■ **Textauszug**
© Andreas Klaer
Dieter Moor: „Hier leben nicht die Deppen“
Wie will das Theater mit so einem Himmel wie in Hirschfelde konkurrieren? Dieter Moor schwärmt vom Aufgehobensein in seiner Dorffamilie und präsentiert „Frisches aus der arschlochfreien Zone“
Stand:
Herr Moor, Sie mussten nach Ihren ersten „Geschichten aus der arschlochfreien Zone“ harsche Kritik von Dorfnachbarn einstecken. Angeblich haben Sie die heilige Ruhe gestört und regelrechte Autokarawanen mit neugierigen Mitmenschen zu Ihrem Hof gelockt. Nun legen Sie ganz mutig ein zweites Buch vor, das diesen Tourismus erneut schürt?
Ja, es ist bereits eine Autobahn beantragt, die dreispurig nach Hirschfelde führt. Wo jetzt noch Büffel auf der Weide grasen, erstreckt sich bald ein Massenparkplatz. Aber Spaß beiseite. Es ist drei Jahre her, dass in einem Magazin ein Artikel stand, der aufgrund von neun Zugezogenen geschrieben wurde, die sich beschwert hatten.
Gab es einen konkreten Anlass für den Frust?
Wir haben ein Dorffest veranstaltet mit einem Programm vom Feinsten, an dem die verschiedensten Institutionen mitgewirkt haben. Auch wir stellten unseren Hof ganz selbstverständlich zur Verfügung. Am Ende hieß es dann: Das waren die Moor-Festspiele. Das hat mich schon geärgert.
Das hört sich nicht nach Idylle an.
Ein Dorf ist wie eine Familie, und da kommt es auch zu Streit. Es wäre komisch, wenn das anders wäre. Wir fühlen uns jedenfalls sehr wohl dort. Inzwischen leben meine Frau Sonja und ich fast zehn Jahre hier. Und wir haben es sogar geschafft, dass jetzt auch für uns Menschen eine artgerechte Haltung auf dem Hof möglich ist. Ja, und wir werden uns bald auch von unserem bröckelnden hundekackfarbigen Hausputz trennen.

■ **Datensätze**
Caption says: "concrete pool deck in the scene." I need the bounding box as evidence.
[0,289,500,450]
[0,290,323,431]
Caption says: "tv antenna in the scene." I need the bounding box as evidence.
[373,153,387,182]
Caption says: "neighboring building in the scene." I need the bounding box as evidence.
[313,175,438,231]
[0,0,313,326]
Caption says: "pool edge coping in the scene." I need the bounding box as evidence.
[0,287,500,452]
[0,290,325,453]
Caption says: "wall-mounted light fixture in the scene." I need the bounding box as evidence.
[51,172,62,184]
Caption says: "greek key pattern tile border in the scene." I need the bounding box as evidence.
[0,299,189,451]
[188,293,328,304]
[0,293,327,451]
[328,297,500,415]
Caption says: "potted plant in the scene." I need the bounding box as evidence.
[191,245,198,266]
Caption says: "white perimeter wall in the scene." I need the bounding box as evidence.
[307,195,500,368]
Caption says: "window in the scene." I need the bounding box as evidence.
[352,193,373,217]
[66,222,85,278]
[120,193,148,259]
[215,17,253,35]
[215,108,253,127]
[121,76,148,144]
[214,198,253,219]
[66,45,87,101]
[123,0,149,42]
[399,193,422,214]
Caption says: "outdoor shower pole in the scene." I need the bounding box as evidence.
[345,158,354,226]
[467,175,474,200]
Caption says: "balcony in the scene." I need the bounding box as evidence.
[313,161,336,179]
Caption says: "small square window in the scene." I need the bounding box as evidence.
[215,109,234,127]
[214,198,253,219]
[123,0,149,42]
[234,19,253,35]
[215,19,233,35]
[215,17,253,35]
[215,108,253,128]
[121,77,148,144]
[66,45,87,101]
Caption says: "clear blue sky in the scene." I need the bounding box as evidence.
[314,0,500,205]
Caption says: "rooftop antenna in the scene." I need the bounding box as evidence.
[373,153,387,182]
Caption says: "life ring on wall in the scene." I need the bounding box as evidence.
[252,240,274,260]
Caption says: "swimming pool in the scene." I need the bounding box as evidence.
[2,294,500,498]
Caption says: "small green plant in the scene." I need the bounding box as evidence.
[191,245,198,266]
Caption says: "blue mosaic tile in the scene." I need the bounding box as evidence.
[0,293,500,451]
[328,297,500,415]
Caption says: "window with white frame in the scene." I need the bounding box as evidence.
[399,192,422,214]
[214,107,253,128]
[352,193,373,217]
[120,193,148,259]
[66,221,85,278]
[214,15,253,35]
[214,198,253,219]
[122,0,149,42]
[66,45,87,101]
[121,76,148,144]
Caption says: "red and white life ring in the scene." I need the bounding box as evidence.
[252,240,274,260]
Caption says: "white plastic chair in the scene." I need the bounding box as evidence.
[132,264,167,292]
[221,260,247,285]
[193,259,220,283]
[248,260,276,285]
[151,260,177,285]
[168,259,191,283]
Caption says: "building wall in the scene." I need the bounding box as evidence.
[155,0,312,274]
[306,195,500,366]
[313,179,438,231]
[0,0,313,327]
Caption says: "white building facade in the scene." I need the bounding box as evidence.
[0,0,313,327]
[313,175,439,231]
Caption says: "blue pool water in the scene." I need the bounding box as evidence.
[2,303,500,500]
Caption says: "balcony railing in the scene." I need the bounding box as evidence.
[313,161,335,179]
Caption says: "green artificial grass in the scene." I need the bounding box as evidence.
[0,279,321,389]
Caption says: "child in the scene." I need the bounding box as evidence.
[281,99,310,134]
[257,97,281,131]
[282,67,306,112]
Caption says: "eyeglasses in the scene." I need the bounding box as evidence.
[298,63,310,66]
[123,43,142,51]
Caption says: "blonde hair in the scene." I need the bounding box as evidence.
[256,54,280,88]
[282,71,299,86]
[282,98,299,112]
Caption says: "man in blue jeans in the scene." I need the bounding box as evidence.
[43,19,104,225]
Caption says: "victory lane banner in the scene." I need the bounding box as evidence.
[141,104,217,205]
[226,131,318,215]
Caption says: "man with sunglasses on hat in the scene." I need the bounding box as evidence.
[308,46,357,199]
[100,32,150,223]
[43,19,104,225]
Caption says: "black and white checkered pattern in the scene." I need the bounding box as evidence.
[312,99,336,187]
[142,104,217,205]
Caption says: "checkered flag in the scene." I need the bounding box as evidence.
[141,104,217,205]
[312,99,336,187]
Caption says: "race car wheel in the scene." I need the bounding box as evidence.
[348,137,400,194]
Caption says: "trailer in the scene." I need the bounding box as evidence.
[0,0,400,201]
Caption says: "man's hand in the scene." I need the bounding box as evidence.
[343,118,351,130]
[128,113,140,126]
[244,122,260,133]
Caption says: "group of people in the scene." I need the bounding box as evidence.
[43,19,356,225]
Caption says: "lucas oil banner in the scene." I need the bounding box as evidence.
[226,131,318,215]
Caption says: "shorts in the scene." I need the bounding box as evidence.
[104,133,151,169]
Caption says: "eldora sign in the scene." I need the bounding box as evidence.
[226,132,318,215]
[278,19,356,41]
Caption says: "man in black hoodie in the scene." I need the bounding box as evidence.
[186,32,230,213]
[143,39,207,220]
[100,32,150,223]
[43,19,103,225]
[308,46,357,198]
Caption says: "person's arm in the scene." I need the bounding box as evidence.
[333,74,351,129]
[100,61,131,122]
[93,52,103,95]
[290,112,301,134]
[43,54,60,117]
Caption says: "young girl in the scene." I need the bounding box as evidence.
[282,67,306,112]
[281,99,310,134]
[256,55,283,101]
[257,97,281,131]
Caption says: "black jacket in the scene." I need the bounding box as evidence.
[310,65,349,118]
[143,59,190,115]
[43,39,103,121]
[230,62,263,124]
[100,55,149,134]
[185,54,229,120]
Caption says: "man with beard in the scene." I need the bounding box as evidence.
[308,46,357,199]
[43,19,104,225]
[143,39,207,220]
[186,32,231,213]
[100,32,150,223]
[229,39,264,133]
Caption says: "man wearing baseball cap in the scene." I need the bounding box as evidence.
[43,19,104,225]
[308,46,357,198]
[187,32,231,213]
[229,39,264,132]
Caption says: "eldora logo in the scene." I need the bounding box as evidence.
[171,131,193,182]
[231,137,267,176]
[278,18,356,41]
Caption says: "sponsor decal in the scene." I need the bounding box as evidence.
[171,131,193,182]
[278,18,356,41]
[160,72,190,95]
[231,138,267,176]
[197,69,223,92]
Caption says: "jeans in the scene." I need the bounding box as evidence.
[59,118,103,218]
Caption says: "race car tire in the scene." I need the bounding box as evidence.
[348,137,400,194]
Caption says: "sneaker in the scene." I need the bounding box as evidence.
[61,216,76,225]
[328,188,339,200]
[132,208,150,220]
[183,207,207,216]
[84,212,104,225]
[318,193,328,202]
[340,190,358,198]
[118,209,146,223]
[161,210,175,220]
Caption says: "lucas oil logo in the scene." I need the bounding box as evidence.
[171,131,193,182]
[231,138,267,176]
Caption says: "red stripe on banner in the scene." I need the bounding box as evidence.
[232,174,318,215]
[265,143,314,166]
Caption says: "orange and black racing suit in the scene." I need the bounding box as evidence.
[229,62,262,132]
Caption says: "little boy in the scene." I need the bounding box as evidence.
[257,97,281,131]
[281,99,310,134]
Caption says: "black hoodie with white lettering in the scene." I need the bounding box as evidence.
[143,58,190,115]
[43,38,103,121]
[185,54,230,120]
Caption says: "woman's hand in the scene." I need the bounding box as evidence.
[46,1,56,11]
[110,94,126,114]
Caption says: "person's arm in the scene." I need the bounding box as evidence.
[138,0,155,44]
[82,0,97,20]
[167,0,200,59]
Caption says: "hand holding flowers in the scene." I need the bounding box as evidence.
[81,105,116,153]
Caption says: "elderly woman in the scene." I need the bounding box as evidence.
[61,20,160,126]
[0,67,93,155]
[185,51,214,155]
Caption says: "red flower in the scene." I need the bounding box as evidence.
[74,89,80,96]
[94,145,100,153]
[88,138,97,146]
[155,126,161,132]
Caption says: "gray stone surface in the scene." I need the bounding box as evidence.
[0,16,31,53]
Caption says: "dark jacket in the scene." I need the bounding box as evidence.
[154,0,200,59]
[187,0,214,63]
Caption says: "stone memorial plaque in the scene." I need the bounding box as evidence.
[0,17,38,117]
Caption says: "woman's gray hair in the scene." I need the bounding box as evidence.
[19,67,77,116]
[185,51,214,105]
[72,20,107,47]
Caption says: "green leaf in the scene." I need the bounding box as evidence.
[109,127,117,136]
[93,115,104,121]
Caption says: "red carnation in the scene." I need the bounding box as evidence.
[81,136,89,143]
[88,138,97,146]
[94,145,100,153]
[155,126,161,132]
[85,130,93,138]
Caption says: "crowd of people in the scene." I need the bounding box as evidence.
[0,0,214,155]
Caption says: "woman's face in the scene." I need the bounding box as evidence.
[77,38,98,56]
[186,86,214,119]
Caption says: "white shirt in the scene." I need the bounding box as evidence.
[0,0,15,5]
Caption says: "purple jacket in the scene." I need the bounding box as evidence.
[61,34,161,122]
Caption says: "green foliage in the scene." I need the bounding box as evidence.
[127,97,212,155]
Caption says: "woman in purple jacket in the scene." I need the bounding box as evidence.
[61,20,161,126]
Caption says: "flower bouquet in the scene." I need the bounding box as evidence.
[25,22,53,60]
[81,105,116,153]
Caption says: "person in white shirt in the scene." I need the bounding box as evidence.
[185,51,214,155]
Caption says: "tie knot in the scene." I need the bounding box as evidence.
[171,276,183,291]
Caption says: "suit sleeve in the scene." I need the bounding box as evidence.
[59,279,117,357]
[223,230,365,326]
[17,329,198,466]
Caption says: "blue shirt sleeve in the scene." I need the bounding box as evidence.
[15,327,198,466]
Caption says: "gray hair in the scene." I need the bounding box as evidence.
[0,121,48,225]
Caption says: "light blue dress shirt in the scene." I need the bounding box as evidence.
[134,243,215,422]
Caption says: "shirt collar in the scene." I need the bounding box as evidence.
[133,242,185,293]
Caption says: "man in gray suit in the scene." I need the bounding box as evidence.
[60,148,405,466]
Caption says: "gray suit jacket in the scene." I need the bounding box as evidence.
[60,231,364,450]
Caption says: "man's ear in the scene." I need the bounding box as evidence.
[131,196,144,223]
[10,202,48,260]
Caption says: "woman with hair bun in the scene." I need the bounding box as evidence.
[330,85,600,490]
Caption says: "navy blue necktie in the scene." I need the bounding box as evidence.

■ **Aufgabenstellung 1**
Geben Sie aus dem Interview mit Dieter Moor den Abschnitt von „Wir haben ein“ bis einschließlich „hundekackfarbigen Hausputz trennen.“ wortgetreu aus.
■ **Aufgabenstellung 2**
Beantworten Sie anhand des Interviews mit Dieter Moor kurz:
(a) Wie viele Zugezogene hatten sich beschwert, sodass ein Artikel in einem Magazin geschrieben wurde?
(b) Was hieß es am Ende über das Dorffest?
(c) Wie lange leben Dieter Moor und seine Frau Sonja inzwischen dort?

■ **Lösung 1**
Wir haben ein Dorffest veranstaltet mit einem Programm vom Feinsten, an dem die verschiedensten Institutionen mitgewirkt haben. Auch wir stellten unseren Hof ganz selbstverständlich zur Verfügung. Am Ende hieß es dann: Das waren die Moor-Festspiele. Das hat mich schon geärgert.
Das hört sich nicht nach Idylle an.
Ein Dorf ist wie eine Familie, und da kommt es auch zu Streit. Es wäre komisch, wenn das anders wäre. Wir fühlen uns jedenfalls sehr wohl dort. Inzwischen leben meine Frau Sonja und ich fast zehn Jahre hier. Und wir haben es sogar geschafft, dass jetzt auch für uns Menschen eine artgerechte Haltung auf dem Hof möglich ist. Ja, und wir werden uns bald auch von unserem bröckelnden hundekackfarbigen Hausputz trennen.

■ **Lösung 2**
(a) Neun Zugezogene.
(b) Es hieß: Das waren die Moor-Festspiele.
(c) Fast zehn Jahre.